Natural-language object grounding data
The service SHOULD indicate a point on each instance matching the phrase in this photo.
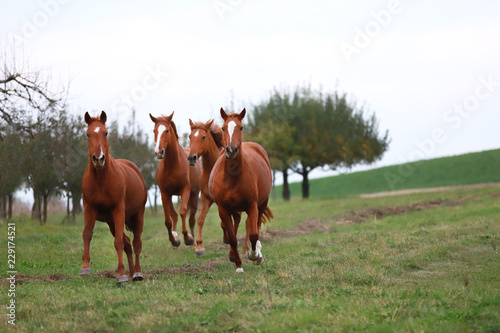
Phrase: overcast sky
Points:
(430, 70)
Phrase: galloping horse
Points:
(206, 142)
(241, 181)
(175, 177)
(113, 192)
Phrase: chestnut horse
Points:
(113, 192)
(206, 143)
(175, 177)
(241, 181)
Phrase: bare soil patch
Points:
(313, 224)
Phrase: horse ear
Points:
(169, 118)
(223, 114)
(88, 119)
(103, 117)
(242, 114)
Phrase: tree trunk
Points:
(305, 184)
(37, 208)
(3, 207)
(273, 188)
(68, 210)
(286, 186)
(45, 204)
(155, 210)
(11, 202)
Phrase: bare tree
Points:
(25, 94)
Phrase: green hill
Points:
(472, 168)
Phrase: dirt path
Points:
(426, 190)
(309, 225)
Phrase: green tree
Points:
(321, 131)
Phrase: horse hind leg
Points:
(193, 207)
(168, 210)
(127, 248)
(253, 234)
(205, 206)
(137, 243)
(188, 238)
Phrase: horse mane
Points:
(214, 130)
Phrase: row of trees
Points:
(305, 129)
(43, 146)
(52, 160)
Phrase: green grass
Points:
(473, 168)
(433, 270)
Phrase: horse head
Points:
(97, 139)
(198, 140)
(164, 131)
(233, 129)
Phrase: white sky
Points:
(421, 60)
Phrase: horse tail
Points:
(267, 215)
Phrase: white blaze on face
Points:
(230, 129)
(161, 129)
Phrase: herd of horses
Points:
(235, 175)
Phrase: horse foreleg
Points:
(137, 230)
(254, 253)
(188, 238)
(88, 229)
(193, 207)
(167, 207)
(205, 206)
(119, 226)
(227, 222)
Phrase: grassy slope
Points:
(430, 270)
(473, 168)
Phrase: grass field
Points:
(473, 168)
(421, 262)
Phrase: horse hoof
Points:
(121, 279)
(259, 260)
(176, 243)
(85, 271)
(138, 276)
(189, 241)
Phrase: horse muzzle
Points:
(231, 152)
(160, 154)
(99, 161)
(192, 159)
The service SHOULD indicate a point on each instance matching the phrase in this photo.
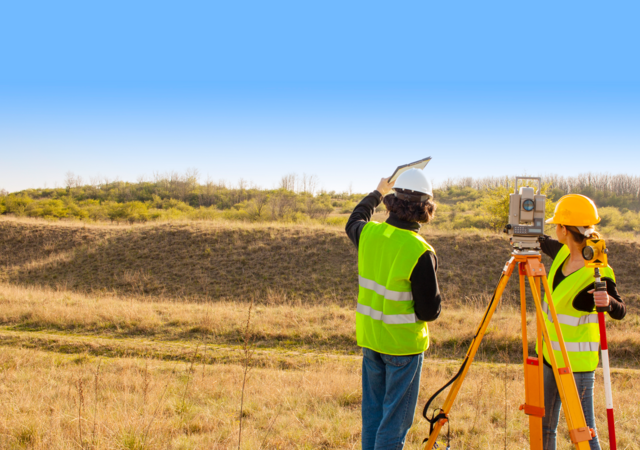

PROBLEM DESCRIPTION
Where does the word "green" appear in the records? Copy every line that holds it.

RESPONSE TO THE TASK
Phrase: green hill
Phrase: green tree
Phrase: green grass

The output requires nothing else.